DIRECTIONS FOR THIS TASK: Please write out every line again, starting at the beginning of the rows and ending with the line that contains "MULTIPOLYGON (((228 197, 228". Shift each vertex coordinate in the answers by adding 71, and leave all other lines unchanged.

GIVEN INFORMATION:

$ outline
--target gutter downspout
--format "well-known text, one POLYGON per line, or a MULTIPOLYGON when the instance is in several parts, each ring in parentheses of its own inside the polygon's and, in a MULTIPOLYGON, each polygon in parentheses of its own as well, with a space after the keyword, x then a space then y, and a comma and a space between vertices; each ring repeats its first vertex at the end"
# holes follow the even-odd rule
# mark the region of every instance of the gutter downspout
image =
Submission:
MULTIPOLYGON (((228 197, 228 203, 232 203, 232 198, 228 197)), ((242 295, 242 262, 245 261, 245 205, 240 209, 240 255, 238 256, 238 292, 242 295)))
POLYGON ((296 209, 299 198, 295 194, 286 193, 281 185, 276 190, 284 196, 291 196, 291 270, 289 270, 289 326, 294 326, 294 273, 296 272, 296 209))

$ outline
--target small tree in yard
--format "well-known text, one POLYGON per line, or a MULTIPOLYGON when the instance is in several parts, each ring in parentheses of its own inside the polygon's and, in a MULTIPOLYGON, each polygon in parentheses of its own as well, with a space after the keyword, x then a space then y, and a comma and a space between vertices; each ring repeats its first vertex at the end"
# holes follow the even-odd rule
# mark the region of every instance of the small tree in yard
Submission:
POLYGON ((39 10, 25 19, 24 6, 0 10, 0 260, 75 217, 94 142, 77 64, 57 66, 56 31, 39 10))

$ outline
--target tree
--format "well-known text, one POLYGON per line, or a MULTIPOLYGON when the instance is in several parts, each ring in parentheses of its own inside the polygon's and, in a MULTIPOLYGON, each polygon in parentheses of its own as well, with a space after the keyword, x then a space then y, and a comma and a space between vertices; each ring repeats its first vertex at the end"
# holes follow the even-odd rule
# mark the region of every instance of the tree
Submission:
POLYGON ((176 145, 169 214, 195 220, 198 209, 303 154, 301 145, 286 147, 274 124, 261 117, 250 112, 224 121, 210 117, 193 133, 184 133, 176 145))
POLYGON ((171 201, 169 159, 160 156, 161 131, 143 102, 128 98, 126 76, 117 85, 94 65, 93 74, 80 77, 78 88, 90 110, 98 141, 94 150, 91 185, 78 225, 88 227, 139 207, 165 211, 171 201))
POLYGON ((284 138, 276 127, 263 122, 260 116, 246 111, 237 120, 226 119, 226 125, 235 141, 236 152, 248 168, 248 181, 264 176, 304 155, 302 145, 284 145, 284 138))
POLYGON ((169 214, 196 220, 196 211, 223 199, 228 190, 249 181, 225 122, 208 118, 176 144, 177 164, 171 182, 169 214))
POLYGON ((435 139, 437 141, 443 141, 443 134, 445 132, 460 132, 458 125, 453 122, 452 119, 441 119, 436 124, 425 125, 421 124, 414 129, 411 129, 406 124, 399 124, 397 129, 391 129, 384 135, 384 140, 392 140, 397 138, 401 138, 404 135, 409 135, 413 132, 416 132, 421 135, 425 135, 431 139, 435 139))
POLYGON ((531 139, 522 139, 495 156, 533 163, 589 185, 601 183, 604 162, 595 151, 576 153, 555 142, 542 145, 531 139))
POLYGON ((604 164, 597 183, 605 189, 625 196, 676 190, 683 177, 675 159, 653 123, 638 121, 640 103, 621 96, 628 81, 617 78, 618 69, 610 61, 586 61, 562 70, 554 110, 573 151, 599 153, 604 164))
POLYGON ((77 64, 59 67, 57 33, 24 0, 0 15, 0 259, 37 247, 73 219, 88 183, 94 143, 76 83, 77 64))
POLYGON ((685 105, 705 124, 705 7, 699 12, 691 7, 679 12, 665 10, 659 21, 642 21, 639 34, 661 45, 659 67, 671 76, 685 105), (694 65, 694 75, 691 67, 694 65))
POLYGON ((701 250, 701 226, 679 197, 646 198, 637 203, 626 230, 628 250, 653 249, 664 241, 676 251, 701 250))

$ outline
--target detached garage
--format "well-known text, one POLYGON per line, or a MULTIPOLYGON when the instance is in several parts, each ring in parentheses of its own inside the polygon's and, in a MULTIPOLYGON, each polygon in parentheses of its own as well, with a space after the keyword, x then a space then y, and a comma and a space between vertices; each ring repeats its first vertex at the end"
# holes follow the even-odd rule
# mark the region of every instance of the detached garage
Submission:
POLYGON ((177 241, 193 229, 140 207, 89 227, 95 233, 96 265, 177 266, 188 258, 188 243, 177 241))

RESPONSE:
$ outline
--target gutter downspout
--format "well-known text, one POLYGON per line, or a MULTIPOLYGON when the instance is in several parts, each ring in parentheses of its own inside the polygon's and, in a MULTIPOLYGON, each polygon in parentheses of its own as well, with a space after the keyword, x then a space then y, and a comma and a space between vertices; each ring repeats its first vertex at the end"
# holes follow the even-odd rule
# mark the region of every instance of the gutter downspout
image =
Submission:
MULTIPOLYGON (((299 268, 299 274, 303 274, 303 269, 299 268)), ((313 366, 313 333, 316 332, 316 276, 311 280, 311 326, 309 327, 309 363, 313 366)))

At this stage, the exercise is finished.